Exercise text —

►

7. Tade0+1H[view] [source] 2025-05-22 14:38:55
>>terhec+(OP)
Not OP, but here's one instance over which I already had an internet fistfight with a person swearing by LLMs[0], meaning it should serve as a decent example:

> Suppose I'm standing on Earth and suddenly gravity stopped affecting me. What would be my trajectory? Specifically what would be my distance from Earth over time?

https://chatgpt.com/c/682edff8-c540-8010-acaa-8d9b5c26733d

It gives the "small distance approximation" in the examples, even if I ask for the solution after two hours, which at 879km is already quite off the correct ~820km.

An approximation that is better in the order of seconds to hours is pretty simple:

  s(t) = sqrt((R^2 + (Vt)^2)) - R
And it's even plotted in the chart, but again - numbers are off.

[0] Their results were giving wildly incorrect numbers at less than 100 seconds already, which was what originally prompted me to respond - they didn't even match the formula.

8. th0ma5+Pt1[view] [source] 2025-05-22 19:06:19
>>terhec+(OP)
Every single thing that I am interested in my computer doing has not been done before by anyone that I know of nor do I think anyone besides myself would care.

◄

Problem to solve —
Write the next part of the forum thread about LLM accuracy, starting after the final sentence of the last comment.

Given entries —
►

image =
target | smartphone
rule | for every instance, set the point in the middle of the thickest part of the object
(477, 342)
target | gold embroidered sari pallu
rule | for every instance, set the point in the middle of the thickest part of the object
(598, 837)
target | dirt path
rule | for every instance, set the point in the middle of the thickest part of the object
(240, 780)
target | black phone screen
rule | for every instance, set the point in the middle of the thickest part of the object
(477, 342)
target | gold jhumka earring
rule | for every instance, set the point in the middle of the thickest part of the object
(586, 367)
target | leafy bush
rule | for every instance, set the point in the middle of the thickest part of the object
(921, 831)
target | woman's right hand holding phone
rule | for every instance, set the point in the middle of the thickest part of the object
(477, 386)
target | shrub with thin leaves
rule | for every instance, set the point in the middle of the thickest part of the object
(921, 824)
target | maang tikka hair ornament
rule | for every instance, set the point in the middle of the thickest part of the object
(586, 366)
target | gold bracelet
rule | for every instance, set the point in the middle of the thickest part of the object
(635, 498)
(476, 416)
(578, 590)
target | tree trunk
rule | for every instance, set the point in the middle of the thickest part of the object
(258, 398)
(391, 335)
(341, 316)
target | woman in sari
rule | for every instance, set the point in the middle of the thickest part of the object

◄

Written response —
I keep reading all of this glazing like in the rest of the thread and it's really frustrating because you get this fatigue with all the bs coming out of them that makes you not want to use them at all. The more you try to get it to fix the output the more it uses unrelated tokens.

In just the last 24 hours I've seen multiple models:

- Put C++ code structures in Python - Synthesize non existent functions, libraries, features of programming languages - Whole features of video file formats and associated ffmpeg flags that aren't applicable to imagery.

I also think you're not going to get any good answers to this question and a lot of pro AI people are going to be left unsatisfied because when you get into this spot every single thing that it does is wrong in some new way that cannot be easily categorized.

It is literally the limit of the representation of information in a digital way.